▶ [Available records]:
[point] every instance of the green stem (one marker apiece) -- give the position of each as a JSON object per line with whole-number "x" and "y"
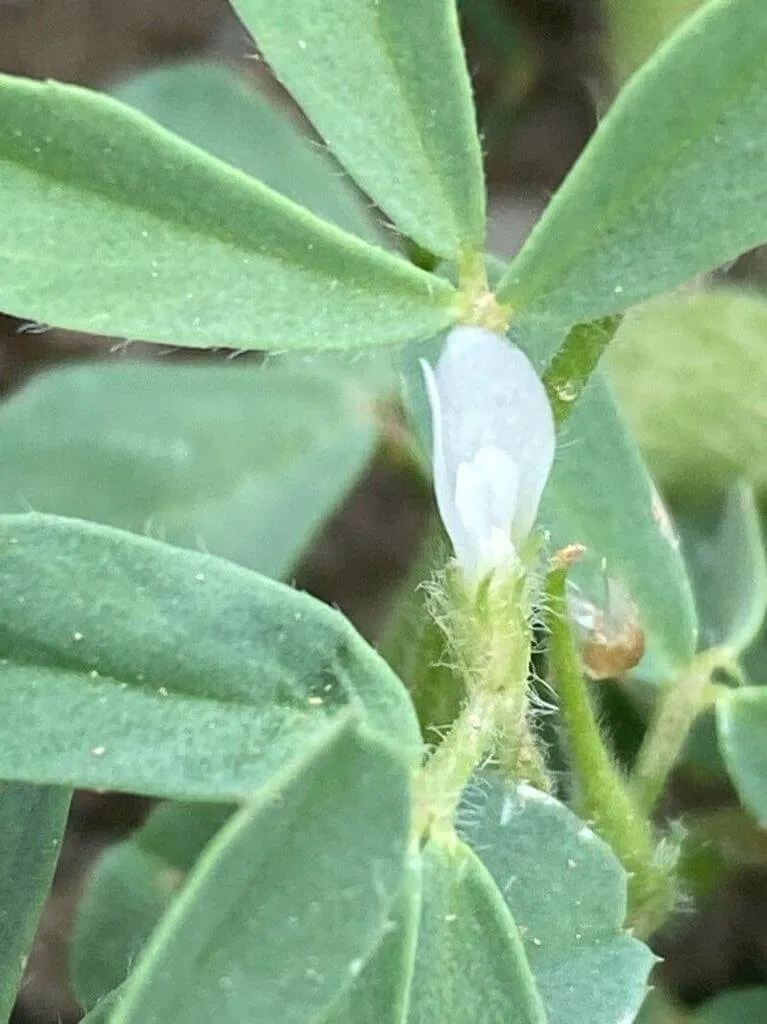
{"x": 672, "y": 721}
{"x": 499, "y": 672}
{"x": 574, "y": 361}
{"x": 442, "y": 779}
{"x": 602, "y": 795}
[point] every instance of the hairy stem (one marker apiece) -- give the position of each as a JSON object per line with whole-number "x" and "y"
{"x": 602, "y": 796}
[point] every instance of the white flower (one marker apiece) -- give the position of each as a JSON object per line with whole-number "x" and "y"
{"x": 493, "y": 445}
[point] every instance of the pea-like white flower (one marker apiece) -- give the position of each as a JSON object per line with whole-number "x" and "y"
{"x": 493, "y": 446}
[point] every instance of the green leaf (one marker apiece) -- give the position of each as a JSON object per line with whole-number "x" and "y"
{"x": 219, "y": 111}
{"x": 187, "y": 676}
{"x": 32, "y": 823}
{"x": 689, "y": 374}
{"x": 567, "y": 894}
{"x": 724, "y": 550}
{"x": 741, "y": 726}
{"x": 673, "y": 183}
{"x": 130, "y": 888}
{"x": 601, "y": 496}
{"x": 380, "y": 993}
{"x": 470, "y": 963}
{"x": 113, "y": 225}
{"x": 412, "y": 141}
{"x": 247, "y": 462}
{"x": 635, "y": 30}
{"x": 283, "y": 910}
{"x": 734, "y": 1007}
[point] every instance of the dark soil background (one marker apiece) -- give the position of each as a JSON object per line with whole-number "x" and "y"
{"x": 538, "y": 91}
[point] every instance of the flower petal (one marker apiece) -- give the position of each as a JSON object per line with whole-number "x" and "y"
{"x": 492, "y": 396}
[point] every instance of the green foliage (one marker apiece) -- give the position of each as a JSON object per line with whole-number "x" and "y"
{"x": 217, "y": 110}
{"x": 635, "y": 30}
{"x": 601, "y": 496}
{"x": 129, "y": 890}
{"x": 300, "y": 885}
{"x": 689, "y": 373}
{"x": 673, "y": 182}
{"x": 741, "y": 727}
{"x": 573, "y": 364}
{"x": 32, "y": 821}
{"x": 412, "y": 143}
{"x": 470, "y": 965}
{"x": 734, "y": 1007}
{"x": 187, "y": 676}
{"x": 566, "y": 892}
{"x": 282, "y": 911}
{"x": 724, "y": 551}
{"x": 146, "y": 237}
{"x": 247, "y": 462}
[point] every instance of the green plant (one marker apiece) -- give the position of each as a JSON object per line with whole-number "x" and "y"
{"x": 331, "y": 852}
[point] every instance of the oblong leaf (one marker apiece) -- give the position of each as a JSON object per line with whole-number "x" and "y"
{"x": 733, "y": 1007}
{"x": 689, "y": 374}
{"x": 380, "y": 992}
{"x": 283, "y": 909}
{"x": 741, "y": 727}
{"x": 246, "y": 462}
{"x": 412, "y": 143}
{"x": 138, "y": 233}
{"x": 673, "y": 183}
{"x": 724, "y": 550}
{"x": 186, "y": 675}
{"x": 470, "y": 963}
{"x": 223, "y": 114}
{"x": 567, "y": 893}
{"x": 130, "y": 888}
{"x": 32, "y": 823}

▶ [Work to be completed]:
Ignore the images and quote every line of the listing exactly.

▶ [Complete output]:
[point] every instance of the green stem (one marker apiece) -- give the position of each as a JSON object per line with whole-number "x" and "y"
{"x": 672, "y": 721}
{"x": 499, "y": 672}
{"x": 574, "y": 361}
{"x": 442, "y": 779}
{"x": 602, "y": 795}
[point] every instance of the hairy stem (one marker apiece) -- give the position of each as a JSON object per line with whole-number "x" and "y"
{"x": 602, "y": 796}
[point] every instance of the white flower (one marker apiece) -- give the position of each as a JSON object per line with whole-number "x" and "y"
{"x": 493, "y": 445}
[point] every instance of the pea-like white flower (one marker apiece) -- give the position of each as a JSON object per line with whole-number "x" and "y"
{"x": 493, "y": 446}
[point] every instance of the green leaf (one marker apiece) -- give the position of each as a JSON object per line with whole-number "x" and "y"
{"x": 219, "y": 111}
{"x": 187, "y": 676}
{"x": 32, "y": 823}
{"x": 689, "y": 374}
{"x": 567, "y": 894}
{"x": 724, "y": 550}
{"x": 741, "y": 726}
{"x": 673, "y": 183}
{"x": 130, "y": 888}
{"x": 601, "y": 496}
{"x": 380, "y": 993}
{"x": 470, "y": 963}
{"x": 113, "y": 225}
{"x": 412, "y": 141}
{"x": 247, "y": 462}
{"x": 635, "y": 30}
{"x": 283, "y": 910}
{"x": 734, "y": 1007}
[point] every instance of the dark soil background (one marker apiece) -- give the position of each as a JSON object per line with whole-number "x" and "y"
{"x": 538, "y": 91}
[point] every instance of the flower petal (one marker apiece) -- give the position of each as a JSON object per line with whole-number "x" and "y"
{"x": 492, "y": 396}
[point] every instance of the green foliage (one marker apiece) -- give the position of each as a JSON object per line with whole-number "x" and "y"
{"x": 217, "y": 110}
{"x": 635, "y": 30}
{"x": 601, "y": 496}
{"x": 129, "y": 890}
{"x": 300, "y": 885}
{"x": 689, "y": 373}
{"x": 673, "y": 182}
{"x": 741, "y": 727}
{"x": 573, "y": 364}
{"x": 32, "y": 821}
{"x": 412, "y": 143}
{"x": 470, "y": 965}
{"x": 734, "y": 1007}
{"x": 187, "y": 676}
{"x": 566, "y": 892}
{"x": 282, "y": 911}
{"x": 724, "y": 551}
{"x": 146, "y": 237}
{"x": 247, "y": 462}
[point] every instance of the green plant (one marker apiece) -- give the position of each as a JSON object per line with whole-number "x" and "y"
{"x": 331, "y": 852}
[point] every instance of the oblong leaf (one marker apiece) -- give the position of each as a JSON object per line with whole-number "x" and "y"
{"x": 733, "y": 1007}
{"x": 689, "y": 374}
{"x": 380, "y": 992}
{"x": 283, "y": 909}
{"x": 741, "y": 727}
{"x": 246, "y": 462}
{"x": 412, "y": 143}
{"x": 138, "y": 233}
{"x": 673, "y": 183}
{"x": 724, "y": 550}
{"x": 186, "y": 675}
{"x": 470, "y": 963}
{"x": 223, "y": 114}
{"x": 567, "y": 893}
{"x": 130, "y": 888}
{"x": 32, "y": 823}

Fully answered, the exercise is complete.